» **Stated problem**
Quote the records in full and leave their pictures out.

>> START Task data

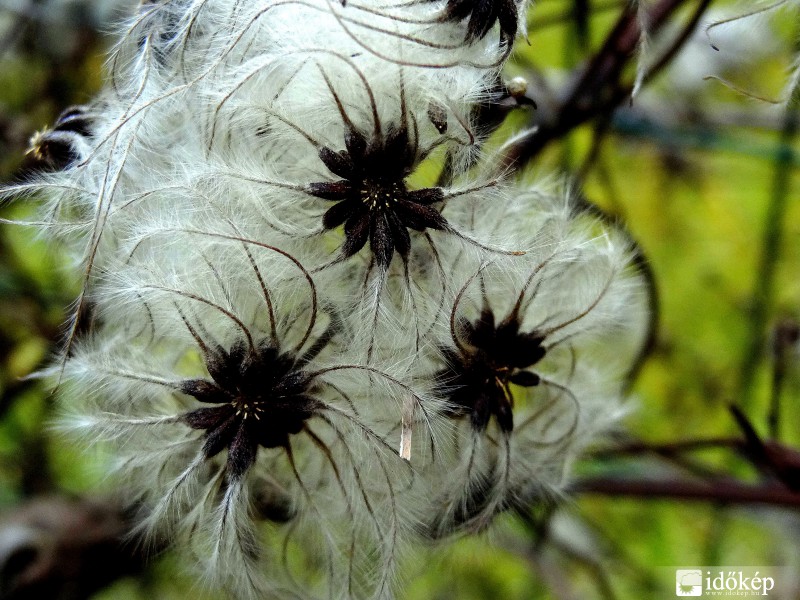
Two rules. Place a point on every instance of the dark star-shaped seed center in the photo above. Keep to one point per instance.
(478, 374)
(372, 200)
(262, 397)
(482, 15)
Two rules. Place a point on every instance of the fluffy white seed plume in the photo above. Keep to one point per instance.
(534, 361)
(231, 398)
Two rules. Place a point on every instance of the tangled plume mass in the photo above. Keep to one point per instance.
(318, 324)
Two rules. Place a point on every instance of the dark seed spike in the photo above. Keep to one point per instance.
(420, 217)
(380, 240)
(425, 196)
(341, 212)
(484, 14)
(335, 191)
(356, 231)
(221, 433)
(242, 451)
(338, 163)
(400, 237)
(191, 329)
(204, 391)
(342, 112)
(208, 418)
(525, 379)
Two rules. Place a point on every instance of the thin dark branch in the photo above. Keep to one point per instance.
(720, 492)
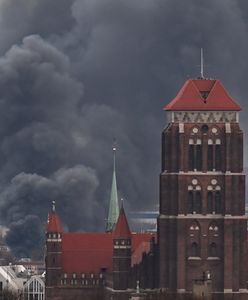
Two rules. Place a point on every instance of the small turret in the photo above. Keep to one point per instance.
(122, 239)
(53, 248)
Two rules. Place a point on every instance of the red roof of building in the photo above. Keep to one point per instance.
(90, 252)
(122, 229)
(53, 223)
(203, 94)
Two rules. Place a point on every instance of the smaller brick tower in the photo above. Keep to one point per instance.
(122, 252)
(53, 251)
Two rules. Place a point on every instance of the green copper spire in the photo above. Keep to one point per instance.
(114, 203)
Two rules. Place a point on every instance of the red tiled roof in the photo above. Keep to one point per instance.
(89, 252)
(203, 94)
(122, 229)
(53, 224)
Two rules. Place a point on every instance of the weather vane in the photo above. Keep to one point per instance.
(202, 64)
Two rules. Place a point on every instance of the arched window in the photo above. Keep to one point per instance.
(213, 250)
(194, 250)
(198, 203)
(218, 202)
(218, 157)
(210, 203)
(191, 157)
(210, 155)
(190, 202)
(195, 155)
(198, 157)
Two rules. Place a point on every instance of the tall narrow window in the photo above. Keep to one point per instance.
(198, 203)
(194, 249)
(218, 157)
(191, 157)
(212, 250)
(210, 158)
(210, 203)
(199, 157)
(190, 202)
(218, 202)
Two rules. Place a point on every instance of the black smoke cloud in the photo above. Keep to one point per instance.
(74, 75)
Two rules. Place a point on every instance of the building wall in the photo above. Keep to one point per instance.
(182, 184)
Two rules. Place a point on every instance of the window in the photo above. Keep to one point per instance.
(213, 250)
(217, 158)
(195, 155)
(198, 157)
(194, 249)
(210, 158)
(210, 203)
(214, 155)
(217, 202)
(191, 157)
(198, 203)
(190, 202)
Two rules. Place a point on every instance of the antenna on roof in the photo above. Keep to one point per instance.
(53, 206)
(202, 64)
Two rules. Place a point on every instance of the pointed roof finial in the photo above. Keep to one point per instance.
(202, 64)
(122, 229)
(113, 212)
(53, 206)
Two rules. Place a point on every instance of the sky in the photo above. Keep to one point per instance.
(74, 75)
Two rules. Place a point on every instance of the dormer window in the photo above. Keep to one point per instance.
(204, 95)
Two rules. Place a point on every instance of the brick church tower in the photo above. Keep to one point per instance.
(122, 245)
(202, 227)
(53, 251)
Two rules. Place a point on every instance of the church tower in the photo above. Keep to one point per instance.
(53, 251)
(202, 227)
(122, 239)
(113, 212)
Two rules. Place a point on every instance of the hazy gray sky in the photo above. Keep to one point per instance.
(74, 74)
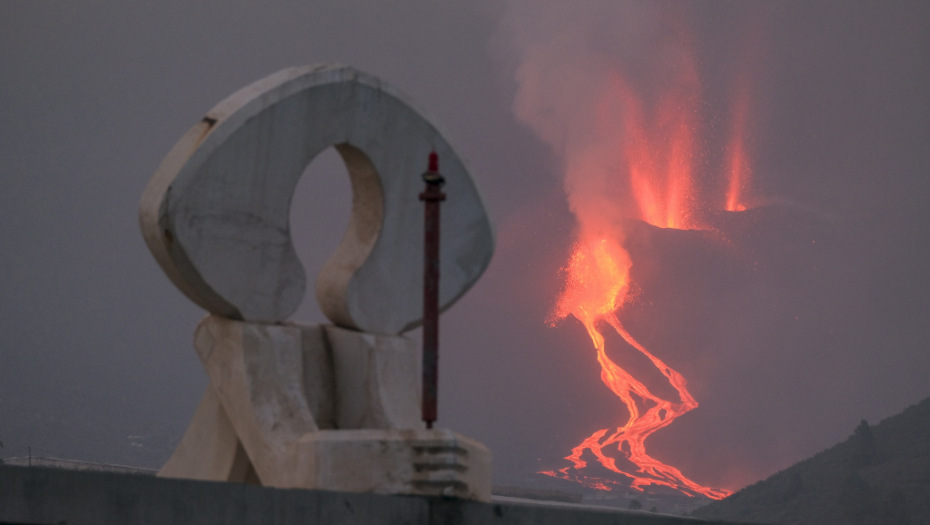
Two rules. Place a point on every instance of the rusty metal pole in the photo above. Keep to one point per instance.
(432, 196)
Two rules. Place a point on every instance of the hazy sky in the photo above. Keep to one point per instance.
(785, 342)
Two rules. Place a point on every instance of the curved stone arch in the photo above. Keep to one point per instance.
(216, 213)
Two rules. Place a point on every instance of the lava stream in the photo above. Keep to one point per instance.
(597, 286)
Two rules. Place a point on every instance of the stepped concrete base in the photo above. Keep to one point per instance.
(418, 462)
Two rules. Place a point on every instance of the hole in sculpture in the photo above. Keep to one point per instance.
(320, 212)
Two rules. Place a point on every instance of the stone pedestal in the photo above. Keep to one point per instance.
(295, 406)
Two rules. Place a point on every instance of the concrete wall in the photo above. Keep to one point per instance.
(35, 495)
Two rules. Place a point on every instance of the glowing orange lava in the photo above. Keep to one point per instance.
(597, 286)
(654, 150)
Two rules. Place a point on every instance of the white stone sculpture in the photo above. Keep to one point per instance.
(335, 407)
(215, 214)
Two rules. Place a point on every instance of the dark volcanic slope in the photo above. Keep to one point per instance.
(880, 475)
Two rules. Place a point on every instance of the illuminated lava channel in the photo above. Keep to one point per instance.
(656, 154)
(598, 285)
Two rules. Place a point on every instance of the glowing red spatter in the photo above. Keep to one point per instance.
(597, 285)
(656, 149)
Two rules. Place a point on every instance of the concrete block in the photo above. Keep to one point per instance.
(216, 212)
(378, 380)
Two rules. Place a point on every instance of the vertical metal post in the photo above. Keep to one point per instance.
(432, 196)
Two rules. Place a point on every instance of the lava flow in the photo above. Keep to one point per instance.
(653, 158)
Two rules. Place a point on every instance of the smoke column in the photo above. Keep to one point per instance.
(614, 89)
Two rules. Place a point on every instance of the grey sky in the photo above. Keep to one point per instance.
(95, 354)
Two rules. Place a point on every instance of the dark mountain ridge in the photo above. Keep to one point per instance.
(879, 475)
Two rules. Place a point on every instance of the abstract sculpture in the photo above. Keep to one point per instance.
(332, 406)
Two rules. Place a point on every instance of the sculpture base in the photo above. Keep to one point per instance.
(421, 462)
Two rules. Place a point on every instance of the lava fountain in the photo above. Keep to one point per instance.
(651, 158)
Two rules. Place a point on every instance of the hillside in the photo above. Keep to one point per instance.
(880, 475)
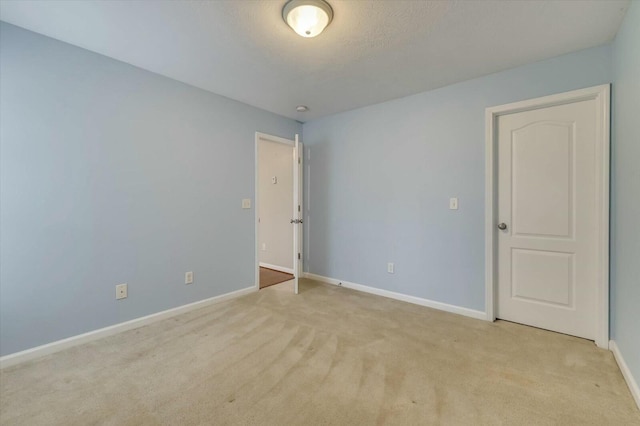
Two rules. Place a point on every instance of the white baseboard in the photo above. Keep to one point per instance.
(399, 296)
(626, 373)
(276, 268)
(50, 348)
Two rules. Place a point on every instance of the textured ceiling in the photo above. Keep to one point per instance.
(373, 50)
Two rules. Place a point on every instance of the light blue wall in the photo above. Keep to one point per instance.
(112, 174)
(625, 191)
(380, 179)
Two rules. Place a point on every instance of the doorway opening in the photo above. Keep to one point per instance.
(547, 217)
(278, 224)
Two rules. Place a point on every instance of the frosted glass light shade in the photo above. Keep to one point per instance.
(308, 18)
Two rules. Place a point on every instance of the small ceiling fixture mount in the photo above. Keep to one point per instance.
(308, 18)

>> END Task data

» **Response to this exercise**
Two rules. Place a point on every instance of the dark star-shaped seed center in the photo above. Keep to one point per instance.
(478, 374)
(372, 200)
(262, 397)
(482, 15)
Two rules. Place a point on every instance of the fluffy white seed plume in the photo above. Keep to one point per instance.
(534, 361)
(231, 398)
Two rules. Place a point on every instance of the tangled plume mass in the photo above. Keep to one point per instance.
(318, 324)
Two rules. Place a point on every instance of the dark seed spike in the photo above. Keep to one point per instance.
(420, 217)
(380, 240)
(425, 196)
(341, 212)
(484, 14)
(335, 191)
(356, 231)
(221, 433)
(242, 451)
(338, 163)
(400, 237)
(191, 329)
(204, 391)
(342, 112)
(208, 418)
(525, 379)
Two rules. Place a point on every instance of the thin dark branch in the photo above. Keep to one point per instance.
(720, 492)
Two rules. Place a point on every instance of the small turret in the photo above. Keep to one point per instance.
(122, 239)
(53, 248)
Two rules. Place a point on every instance of the red roof of building in the photo above. Keep to one point per instance.
(90, 252)
(122, 229)
(53, 223)
(203, 94)
Two rules. Place a point on every instance of the smaller brick tower in the photo above. Keep to one point per instance.
(122, 252)
(53, 251)
Two rules. Place a point on every instance of the green copper spire in the photo above. Keep to one point per instance.
(114, 203)
Two rules. Place a point on every instance of the red tiled roof in the photo above. Keep to one point per instance.
(89, 252)
(203, 94)
(122, 229)
(53, 224)
Two rules. Place a point on every instance of the weather vane in the photo above. Keep to one point per instance.
(202, 64)
Two rules. Place a point on every instance of the arched window in the photo above. Keep to one point per instance.
(213, 250)
(194, 250)
(198, 203)
(218, 202)
(218, 157)
(210, 203)
(191, 157)
(210, 155)
(190, 202)
(195, 155)
(198, 157)
Two rules. Place a point on every instance of the tall narrow window in the photo above. Keep to one point per instance.
(198, 203)
(194, 249)
(218, 157)
(191, 157)
(212, 250)
(210, 158)
(210, 203)
(199, 157)
(190, 202)
(218, 202)
Two rules. Place a point on every instance of the black smoke cloud in the photo above. Keep to one point per instance.
(74, 75)
Two rules. Place a point on every instance of the building wall in the photo above. Keep to one point per instance.
(182, 184)
Two rules. Place a point on every instance of the window in the photo above. Keep to one point per instance.
(213, 250)
(217, 158)
(195, 155)
(198, 157)
(194, 249)
(210, 158)
(210, 203)
(214, 155)
(217, 202)
(191, 157)
(198, 203)
(190, 202)
Two rules. Place a point on every instance of the antenna on roof in the photo above. Keep to one point per instance.
(53, 206)
(202, 64)
Two rules. Place a point on every instance of the pointed roof finial in the photo above. Keep to one point per instance.
(202, 64)
(122, 229)
(113, 212)
(53, 206)
Two rules. Place a point on every instance of the sky in the photo above. Keep to one point per instance.
(74, 75)
Two rules. Place a point on every instance of the dormer window in the photo above. Keep to one point per instance.
(204, 95)
Two rules. Place a point on every instance of the brick church tower in the photo above. Keep to one point per instance.
(122, 245)
(202, 227)
(53, 251)
Two rules. Place a point on every instance of the church tower in the photo above. Keep to one point per instance.
(53, 251)
(202, 227)
(122, 239)
(113, 212)
Two rules. Place a point on every instance of the hazy gray sky in the photo above. Keep to one point per instance.
(74, 74)
Two rules. Place a point on every instance of the rusty metal pole in the photo above. Keep to one point per instance.
(432, 196)
Two rules. Place a point on every instance of the hazy sky in the photo above. Keep to one point per instance.
(785, 342)
Two rules. Place a point on every instance of the curved stone arch in the photo above. Keep to one point per instance.
(216, 213)
Two rules. Place a point on every instance of the lava stream in the photo above. Keep to one point per instance.
(597, 286)
Two rules. Place a point on every instance of the stepped concrete base in the photo above. Keep to one point per instance.
(418, 462)
Two rules. Place a point on every instance of the hole in sculpture in the photo above. Keep to one point per instance.
(320, 212)
Two rules. Place a point on every instance of the stone pedestal in the photo above. Keep to one point per instance.
(295, 406)
Two rules. Place a point on every instance of the concrete wall in the photo above. Keep to one point per instance.
(35, 495)
Two rules. Place a point on every instance of the glowing orange lava in the photo above. Keep to one point per instance.
(597, 286)
(654, 150)
Two rules. Place a point on every instance of the white stone sculpture in the photo above. Keep to one point per instance.
(335, 407)
(215, 214)
Two rules. Place a point on every instance of the dark volcanic slope in the photo above. Keep to one point per instance.
(880, 475)
Two rules. Place a point on every instance of the illuminated lava channel in the photo above. Keep to one point per instance.
(656, 154)
(598, 285)
Two rules. Place a point on every instance of the glowing red spatter in the photo above. Keep to one point per instance.
(597, 285)
(656, 149)
Two rules. Place a point on every instance of the concrete block in the photo above. Keep to one point per instance.
(216, 212)
(378, 380)
Two rules. Place a point on every instance of the vertical metal post in the photo above. Keep to one point per instance.
(432, 196)
Two rules. Place a point on every instance of the lava flow in the photo above. Keep to one point per instance.
(653, 158)
Two rules. Place a point on every instance of the smoke column in the photo above. Keep to one point per instance.
(614, 89)
Two rules. Place a point on every instance of the grey sky in the photo above. Keep to one point per instance.
(95, 354)
Two rules. Place a point on every instance of the dark mountain ridge in the photo above. Keep to one point per instance.
(879, 475)
Two rules. Place a point on every instance of the abstract sculpture in the photo above. Keep to one point per instance.
(332, 406)
Two rules. Place a point on every instance of the sculpture base in the photo above. Keep to one point per instance.
(421, 462)
Two rules. Place a point on every instance of the lava fountain in the photo above. Keep to one point per instance.
(651, 158)
Two rules. Place a point on every instance of the hillside in the photo above. Keep to one point per instance.
(880, 475)
Two rules. Place a point on every instance of the white baseboard in the photo above. Keep to one point per instance.
(399, 296)
(626, 373)
(276, 268)
(50, 348)
Two rules. Place a point on every instance of the textured ceiling in the photo above. Keep to one point per instance.
(373, 50)
Two rules. Place a point on every instance of the light blue wall in the photo above. Keep to one point per instance.
(112, 174)
(625, 191)
(380, 179)
Two rules. Place a point on every instance of the doorway opening in the photo above. Keep to one point per instance.
(547, 217)
(278, 224)
Two rules. Place a point on every instance of the frosted glass light shade in the photo above. Keep to one point per instance.
(308, 18)
Two rules. Place a point on every instance of the small ceiling fixture mount in the photo above. Keep to one point per instance.
(308, 18)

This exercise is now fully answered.